→ **PROBLEM REQUIREMENTS**
Give every entry again, word for word and in full.

Part of a data file
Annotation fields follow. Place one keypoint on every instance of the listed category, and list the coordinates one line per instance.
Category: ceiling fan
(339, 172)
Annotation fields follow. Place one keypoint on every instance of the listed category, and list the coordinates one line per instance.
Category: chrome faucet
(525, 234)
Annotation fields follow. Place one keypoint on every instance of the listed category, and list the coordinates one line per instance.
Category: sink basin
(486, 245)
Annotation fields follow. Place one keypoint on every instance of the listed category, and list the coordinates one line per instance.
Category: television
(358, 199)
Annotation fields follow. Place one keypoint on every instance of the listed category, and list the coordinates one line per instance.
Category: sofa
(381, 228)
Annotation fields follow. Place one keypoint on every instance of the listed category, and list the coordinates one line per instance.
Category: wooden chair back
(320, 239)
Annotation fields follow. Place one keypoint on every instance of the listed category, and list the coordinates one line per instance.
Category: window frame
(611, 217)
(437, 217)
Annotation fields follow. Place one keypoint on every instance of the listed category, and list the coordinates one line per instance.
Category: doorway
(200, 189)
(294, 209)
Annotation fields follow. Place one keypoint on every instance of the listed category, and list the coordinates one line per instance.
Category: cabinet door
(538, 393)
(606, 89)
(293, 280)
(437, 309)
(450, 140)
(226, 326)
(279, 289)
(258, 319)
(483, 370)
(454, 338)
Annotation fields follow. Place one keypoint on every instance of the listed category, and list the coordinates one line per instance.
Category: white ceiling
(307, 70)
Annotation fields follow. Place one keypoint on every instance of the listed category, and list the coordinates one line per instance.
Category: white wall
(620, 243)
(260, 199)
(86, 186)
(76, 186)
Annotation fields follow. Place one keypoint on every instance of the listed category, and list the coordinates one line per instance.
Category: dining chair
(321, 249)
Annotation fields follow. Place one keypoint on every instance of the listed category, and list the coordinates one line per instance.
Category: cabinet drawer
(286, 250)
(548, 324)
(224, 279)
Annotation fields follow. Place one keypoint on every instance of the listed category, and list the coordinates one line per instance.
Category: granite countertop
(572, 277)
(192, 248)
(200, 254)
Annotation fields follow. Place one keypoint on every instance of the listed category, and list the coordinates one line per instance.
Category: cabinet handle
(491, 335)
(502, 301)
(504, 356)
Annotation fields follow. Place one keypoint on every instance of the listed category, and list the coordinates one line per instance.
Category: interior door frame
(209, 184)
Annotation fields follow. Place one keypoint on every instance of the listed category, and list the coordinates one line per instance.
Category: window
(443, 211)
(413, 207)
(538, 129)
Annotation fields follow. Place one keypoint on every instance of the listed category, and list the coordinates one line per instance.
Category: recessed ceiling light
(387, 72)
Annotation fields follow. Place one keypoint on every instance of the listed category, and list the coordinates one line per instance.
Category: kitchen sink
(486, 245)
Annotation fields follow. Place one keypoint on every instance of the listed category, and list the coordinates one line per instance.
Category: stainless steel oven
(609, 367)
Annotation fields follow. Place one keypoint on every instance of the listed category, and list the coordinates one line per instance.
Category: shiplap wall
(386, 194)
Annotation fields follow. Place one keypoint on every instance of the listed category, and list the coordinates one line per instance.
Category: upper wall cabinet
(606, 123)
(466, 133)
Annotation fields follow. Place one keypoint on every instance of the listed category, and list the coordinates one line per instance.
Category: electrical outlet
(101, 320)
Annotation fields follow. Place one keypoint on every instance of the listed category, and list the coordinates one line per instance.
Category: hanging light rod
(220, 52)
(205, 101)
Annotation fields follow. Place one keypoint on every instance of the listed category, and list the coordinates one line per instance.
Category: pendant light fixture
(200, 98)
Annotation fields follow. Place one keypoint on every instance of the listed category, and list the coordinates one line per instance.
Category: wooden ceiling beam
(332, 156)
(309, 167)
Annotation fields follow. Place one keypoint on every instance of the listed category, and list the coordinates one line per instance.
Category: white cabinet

→ **ANSWER TO THIS TASK**
Annotation fields follow. Place one keypoint on every instance of the listed category, and list the coordinates one line per instance.
Category: ceiling fan
(339, 172)
Annotation fields follow. Place one keypoint on every instance of the listed category, and list the coordinates one line per instance.
Category: chrome faucet
(525, 234)
Annotation fields follow. Place one keypoint on every instance of the listed category, and list the coordinates one line per instance.
Category: sink basin
(486, 245)
Annotation fields follow. Place one keypoint on every instance of the listed category, and list the coordinates one line per instance.
Category: television
(358, 199)
Annotation fields follow. Place one keypoint on every instance of the listed category, and list the coordinates one line per instance.
Category: sofa
(381, 228)
Annotation fields follow. Place one keypoint on every instance of the listed category, and list the coordinates one line per instance.
Category: wooden chair back
(320, 239)
Annotation fields follow. Place one keypoint on every instance of the listed category, and list the coordinates one line per instance.
Category: window frame
(611, 217)
(437, 217)
Annotation fields follow. Place one keypoint on every instance of the listed category, and list the coordinates one line per instance.
Category: doorway
(200, 189)
(294, 209)
Annotation fields follow. Place one keypoint on every instance of the listed category, and list the coordinates one line per instance.
Category: cabinet door
(538, 393)
(606, 89)
(293, 280)
(437, 309)
(450, 140)
(226, 326)
(279, 289)
(258, 319)
(483, 370)
(454, 338)
Annotation fields follow. Place one keypoint on every instance of the listed category, and list the coordinates one line per instance.
Category: white ceiling
(307, 70)
Annotation fields follow. Place one keypoint on every instance of the listed category, and list the coordinates one line per instance.
Category: white wall
(620, 243)
(260, 199)
(86, 186)
(76, 186)
Annotation fields follow. Place one keypoint on every instance of the listed category, and list the coordinates one line per instance.
Category: dining chair
(321, 249)
Annotation fields follow. Place one keypoint on every instance of the listed category, and list the coordinates one line per instance.
Category: cabinet drawer
(286, 250)
(548, 324)
(224, 279)
Annotation fields follow. Place one keypoint on every instance of the listed category, and list the coordinates one line per instance.
Category: granite countertop
(572, 277)
(192, 248)
(200, 254)
Annotation fields follow. Place one keypoint on every instance of the listed category, and list the coordinates one line per instance.
Category: cabinet handle
(491, 335)
(502, 301)
(504, 356)
Annotation fields follow. Place one keypoint on every instance of the listed category, and list the coordinates one line per instance.
Category: interior door frame
(209, 184)
Annotation fields follow. Place one keypoint on every instance of the listed category, and list the coordinates one line per instance.
Category: window
(443, 211)
(413, 207)
(538, 129)
Annotation fields follow. Place one keypoint on every instance of the listed category, and list the coordinates one line per instance.
Category: recessed ceiling light
(387, 72)
Annotation fields follow. Place one keypoint on every instance of the listed category, and list the coordinates one line per instance.
Category: kitchen sink
(486, 245)
Annotation fields follow. Place one keypoint on every instance of the listed category, and list the coordinates one line per instance.
Category: stainless steel oven
(609, 367)
Annotation fields follow. Place one keypoint on every instance of the listed category, and list the coordinates one line per instance.
Category: shiplap wall
(386, 194)
Annotation fields follow. Place one keypoint on every instance of the listed category, and list the coordinates one line per instance.
Category: upper wall cabinet
(606, 123)
(466, 133)
Annotation fields follow. Place one keypoint on every instance of the listed category, and list the coordinates one line per instance.
Category: electrical outlet
(101, 320)
Annotation fields follow. Place one keypoint on every instance of the listed category, and list the coordinates one line per instance.
Category: hanging light rod
(220, 52)
(205, 101)
Annotation fields follow. Place one keypoint on every instance of the listed category, and list the coordinates one line per instance.
Category: pendant light fixture
(200, 98)
Annotation fields follow. Place one keypoint on every instance of the listed category, and list the coordinates one line per instance.
Category: wooden ceiling beam
(332, 156)
(309, 167)
Annotation fields follow. Place one keypoint on every instance of the listed category, and list the coordinates one line per instance.
Category: white cabinet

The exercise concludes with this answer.